Boundary annotation records
++++++++++++++++++++

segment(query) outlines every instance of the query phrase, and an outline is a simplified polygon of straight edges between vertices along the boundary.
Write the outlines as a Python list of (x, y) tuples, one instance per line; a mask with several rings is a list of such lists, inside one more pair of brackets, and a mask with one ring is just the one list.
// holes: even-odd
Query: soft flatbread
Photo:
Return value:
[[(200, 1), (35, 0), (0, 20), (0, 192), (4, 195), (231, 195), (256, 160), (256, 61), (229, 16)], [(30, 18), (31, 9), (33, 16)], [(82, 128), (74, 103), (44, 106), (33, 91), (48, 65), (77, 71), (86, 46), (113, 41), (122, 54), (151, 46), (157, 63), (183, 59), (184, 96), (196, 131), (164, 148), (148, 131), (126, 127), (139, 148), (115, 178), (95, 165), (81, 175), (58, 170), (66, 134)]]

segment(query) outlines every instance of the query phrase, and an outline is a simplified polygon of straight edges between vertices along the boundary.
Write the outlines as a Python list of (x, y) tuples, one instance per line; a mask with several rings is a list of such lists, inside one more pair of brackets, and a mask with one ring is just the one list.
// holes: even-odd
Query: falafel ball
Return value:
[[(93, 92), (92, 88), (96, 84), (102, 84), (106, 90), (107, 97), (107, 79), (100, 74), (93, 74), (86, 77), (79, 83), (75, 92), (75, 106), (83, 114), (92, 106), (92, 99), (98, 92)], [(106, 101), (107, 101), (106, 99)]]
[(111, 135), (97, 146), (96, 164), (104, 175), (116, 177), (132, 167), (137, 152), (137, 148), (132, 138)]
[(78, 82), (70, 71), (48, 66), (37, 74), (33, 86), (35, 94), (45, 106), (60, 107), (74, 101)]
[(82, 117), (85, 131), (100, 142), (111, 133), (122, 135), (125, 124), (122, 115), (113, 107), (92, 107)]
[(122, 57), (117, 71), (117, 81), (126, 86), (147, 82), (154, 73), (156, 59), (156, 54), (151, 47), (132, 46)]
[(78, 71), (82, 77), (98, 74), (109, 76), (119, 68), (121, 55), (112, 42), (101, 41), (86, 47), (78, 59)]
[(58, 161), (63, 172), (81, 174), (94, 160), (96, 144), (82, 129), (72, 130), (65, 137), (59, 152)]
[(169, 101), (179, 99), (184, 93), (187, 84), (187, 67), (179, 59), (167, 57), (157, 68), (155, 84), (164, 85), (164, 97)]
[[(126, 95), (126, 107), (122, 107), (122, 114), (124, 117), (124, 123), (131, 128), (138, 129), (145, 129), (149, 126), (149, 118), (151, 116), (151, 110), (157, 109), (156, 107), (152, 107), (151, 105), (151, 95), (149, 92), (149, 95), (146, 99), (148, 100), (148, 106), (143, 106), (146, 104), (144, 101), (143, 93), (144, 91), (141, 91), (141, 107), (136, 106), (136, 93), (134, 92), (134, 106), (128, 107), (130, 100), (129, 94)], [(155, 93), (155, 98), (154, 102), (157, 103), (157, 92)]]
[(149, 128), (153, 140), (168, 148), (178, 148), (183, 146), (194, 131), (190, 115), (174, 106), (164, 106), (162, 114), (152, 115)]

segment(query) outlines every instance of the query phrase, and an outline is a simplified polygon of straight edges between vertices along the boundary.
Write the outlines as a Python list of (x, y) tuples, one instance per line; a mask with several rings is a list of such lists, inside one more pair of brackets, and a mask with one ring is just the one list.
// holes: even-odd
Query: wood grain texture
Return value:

++++++++++++++++++++

EXERCISE TASK —
Convert every line of the records above into a numbered list, omitting the blank lines.

FINISHED ANSWER —
1. segment(query) outlines every instance of the query phrase, and an outline is a simplified polygon of straight edges between vertices along the boundary.
2. Write the outlines as a Python list of (x, y) tuples, one instance per line; a mask with several rings is a list of such lists, inside one more pair of brackets, and a mask with one ring is just the one list.
3. // holes: even-odd
4. Query: soft flatbread
5. Photo:
6. Return value:
7. [[(200, 1), (35, 0), (0, 20), (0, 192), (4, 195), (231, 195), (256, 160), (256, 61), (229, 16)], [(30, 18), (31, 9), (33, 16)], [(82, 128), (74, 103), (44, 106), (33, 91), (48, 65), (77, 71), (86, 46), (113, 41), (122, 54), (151, 46), (157, 63), (183, 59), (184, 96), (196, 131), (164, 148), (148, 131), (126, 127), (139, 148), (115, 178), (95, 165), (81, 175), (58, 170), (66, 134)]]
8. segment(query) outlines every instance of the query phrase, and an outline is a simplified polygon of straight edges between vertices along the boundary.
9. Write the outlines as a Python list of (x, y) tuples, one instance per line; a mask with several rings is a list of such lists, inside one more pair of brackets, and a mask with one ring is just the one list.
10. // holes: even-odd
11. Query: falafel ball
12. Return value:
13. [[(93, 92), (92, 88), (96, 84), (102, 84), (106, 90), (107, 97), (107, 79), (100, 74), (93, 74), (86, 77), (79, 83), (75, 92), (75, 106), (83, 114), (92, 106), (92, 99), (98, 92)], [(106, 101), (107, 101), (106, 99)]]
14. [(111, 135), (97, 146), (96, 164), (104, 175), (116, 177), (132, 167), (137, 152), (137, 148), (132, 138)]
15. [(78, 82), (70, 71), (48, 66), (37, 74), (33, 86), (35, 94), (45, 106), (60, 107), (74, 101)]
16. [(82, 117), (85, 131), (100, 142), (111, 133), (122, 135), (125, 124), (122, 115), (113, 107), (92, 107)]
17. [(122, 57), (117, 71), (117, 81), (126, 86), (147, 82), (154, 73), (156, 59), (156, 54), (151, 47), (132, 46)]
18. [(78, 71), (82, 77), (98, 74), (109, 76), (119, 68), (121, 55), (112, 42), (101, 41), (86, 47), (78, 59)]
19. [(58, 161), (63, 172), (81, 174), (94, 160), (96, 144), (82, 129), (72, 130), (65, 137), (59, 152)]
20. [(169, 101), (179, 99), (184, 93), (187, 84), (187, 67), (179, 59), (167, 57), (157, 68), (155, 84), (164, 85), (164, 97)]
21. [[(126, 95), (126, 107), (122, 107), (122, 114), (124, 117), (124, 123), (131, 128), (138, 129), (145, 129), (149, 126), (149, 118), (151, 116), (151, 110), (157, 109), (156, 107), (152, 107), (151, 105), (151, 95), (149, 92), (149, 95), (146, 99), (148, 100), (148, 106), (143, 106), (146, 104), (144, 101), (143, 93), (144, 91), (141, 91), (141, 107), (136, 106), (136, 93), (134, 92), (134, 106), (128, 107), (130, 100), (129, 94)], [(155, 93), (155, 98), (154, 102), (157, 103), (157, 92)]]
22. [(149, 128), (153, 140), (168, 148), (178, 148), (183, 146), (194, 131), (190, 115), (174, 106), (164, 106), (162, 114), (152, 115)]
23. segment(query) outlines every instance of the query phrase, and an outline is a simplified polygon of straight edges between vertices along the boundary.
24. Write the outlines as a Python list of (x, y) tuples, one instance per line; a mask with several rings is a list of such lists, inside one more pair of brackets, and a mask with one ring is just the one list.
25. // holes: even-odd
26. Query: wood grain texture
27. Return value:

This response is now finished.